**EXERCISE DIRECTIONS**. Quote, without change, all of the lines that follow.

**STORED DATA**.
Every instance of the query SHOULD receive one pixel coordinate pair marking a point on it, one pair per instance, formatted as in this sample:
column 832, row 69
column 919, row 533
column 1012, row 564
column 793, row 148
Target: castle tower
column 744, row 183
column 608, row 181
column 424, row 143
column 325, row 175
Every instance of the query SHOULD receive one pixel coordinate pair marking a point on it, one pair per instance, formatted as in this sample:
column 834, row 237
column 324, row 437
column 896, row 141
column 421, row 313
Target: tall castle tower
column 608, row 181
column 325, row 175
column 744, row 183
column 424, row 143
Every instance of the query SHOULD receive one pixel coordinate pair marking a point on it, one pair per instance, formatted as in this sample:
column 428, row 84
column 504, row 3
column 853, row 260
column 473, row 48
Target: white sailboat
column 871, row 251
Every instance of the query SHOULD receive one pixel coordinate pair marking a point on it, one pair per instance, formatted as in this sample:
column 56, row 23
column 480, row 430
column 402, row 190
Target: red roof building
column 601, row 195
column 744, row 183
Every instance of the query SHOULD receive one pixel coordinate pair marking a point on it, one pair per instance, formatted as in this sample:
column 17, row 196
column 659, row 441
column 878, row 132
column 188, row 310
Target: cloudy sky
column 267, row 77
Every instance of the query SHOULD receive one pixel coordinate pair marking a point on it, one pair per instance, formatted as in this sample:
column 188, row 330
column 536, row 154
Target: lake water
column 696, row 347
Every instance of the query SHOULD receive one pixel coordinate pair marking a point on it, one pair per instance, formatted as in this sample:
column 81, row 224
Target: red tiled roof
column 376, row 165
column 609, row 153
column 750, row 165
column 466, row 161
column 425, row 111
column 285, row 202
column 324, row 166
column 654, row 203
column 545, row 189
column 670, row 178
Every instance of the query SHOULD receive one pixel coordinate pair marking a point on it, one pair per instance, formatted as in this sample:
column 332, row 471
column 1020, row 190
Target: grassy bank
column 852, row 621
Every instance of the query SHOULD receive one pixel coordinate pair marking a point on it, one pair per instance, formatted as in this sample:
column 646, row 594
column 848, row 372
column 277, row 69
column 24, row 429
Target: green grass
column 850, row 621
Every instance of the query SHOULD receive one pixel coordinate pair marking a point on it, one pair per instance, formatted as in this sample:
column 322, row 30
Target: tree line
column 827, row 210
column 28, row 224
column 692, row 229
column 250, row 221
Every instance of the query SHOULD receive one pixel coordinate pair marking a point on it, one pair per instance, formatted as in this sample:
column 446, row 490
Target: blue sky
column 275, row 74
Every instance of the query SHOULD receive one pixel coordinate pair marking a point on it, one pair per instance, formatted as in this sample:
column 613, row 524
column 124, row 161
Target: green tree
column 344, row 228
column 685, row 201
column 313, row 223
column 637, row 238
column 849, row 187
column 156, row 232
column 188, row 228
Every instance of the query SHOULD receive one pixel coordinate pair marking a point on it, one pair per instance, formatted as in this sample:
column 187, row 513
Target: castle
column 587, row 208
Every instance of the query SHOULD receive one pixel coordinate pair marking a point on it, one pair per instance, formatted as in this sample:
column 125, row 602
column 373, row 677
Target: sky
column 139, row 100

**TASK RESULT**.
Every instance of the query SHOULD receive one pixel coordinate pair marking a point on it, one pair per instance, formatted as in this sample:
column 832, row 69
column 919, row 533
column 1012, row 564
column 793, row 148
Target: castle tower
column 744, row 183
column 608, row 181
column 424, row 143
column 325, row 175
Every instance of the query SHOULD receive one pixel coordinate pair marking a point on it, one pair per instance, formatted as in this sample:
column 834, row 237
column 324, row 437
column 896, row 141
column 421, row 313
Target: tall castle tower
column 608, row 181
column 325, row 175
column 744, row 183
column 424, row 143
Every instance of the query SHOULD receive one pixel coordinate pair marking a point on it, one pair per instance, formatted as in this sample:
column 428, row 84
column 504, row 3
column 853, row 260
column 473, row 48
Target: white sailboat
column 871, row 251
Every instance of the query SHOULD receive one pixel coordinate pair marking a point on it, one pair per instance, formatted as in this sample:
column 56, row 23
column 480, row 430
column 402, row 190
Target: red roof building
column 601, row 195
column 744, row 183
Every instance of the query SHOULD receive one pixel coordinate pair marking a point on it, one pair per instance, formatted as in this sample:
column 17, row 196
column 659, row 441
column 878, row 132
column 188, row 310
Target: cloudy sky
column 267, row 77
Every instance of the query SHOULD receive one pixel coordinate pair marking a point on it, one pair per instance, formatted as in this sample:
column 188, row 330
column 536, row 154
Target: lake water
column 696, row 347
Every instance of the query SHOULD receive one pixel coordinate pair marking a point on it, one pair per instance, formatted as in this sample:
column 81, row 224
Target: red tiled roof
column 376, row 165
column 609, row 153
column 750, row 165
column 466, row 161
column 425, row 111
column 285, row 202
column 324, row 166
column 654, row 203
column 545, row 189
column 670, row 178
Every instance of the query SHOULD receive one pixel coordinate pair marking a point on it, one pair per instance, formatted as in this sample:
column 332, row 471
column 1020, row 190
Target: grassy bank
column 852, row 621
Every instance of the query SHOULD receive one pixel coordinate pair marking a point on it, one pair per instance, formatted as in this sample:
column 646, row 594
column 848, row 372
column 277, row 69
column 24, row 429
Target: green grass
column 850, row 621
Every instance of the query SHOULD receive one pixel coordinate pair marking a point on it, one pair per instance, formatted as in this sample:
column 322, row 30
Target: tree line
column 827, row 210
column 28, row 224
column 692, row 229
column 250, row 221
Every instance of the query SHOULD receive one pixel coordinate pair marking a point on it, one pair per instance, formatted as in this sample:
column 446, row 490
Target: blue sky
column 275, row 74
Every instance of the query SHOULD receive one pixel coordinate pair marking a point on it, one pair per instance, formatted as in this sample:
column 613, row 524
column 124, row 161
Target: green tree
column 344, row 228
column 685, row 201
column 313, row 223
column 637, row 238
column 849, row 187
column 156, row 232
column 188, row 228
Every instance of the query SHOULD receive one pixel coordinate pair marking a point on it, one pair per instance, formatted as in this sample:
column 187, row 513
Target: castle
column 587, row 208
Every instance of the query SHOULD receive one pixel coordinate pair marking a point on it, one pair per instance, formatted as in this sample:
column 125, row 602
column 373, row 677
Target: sky
column 139, row 100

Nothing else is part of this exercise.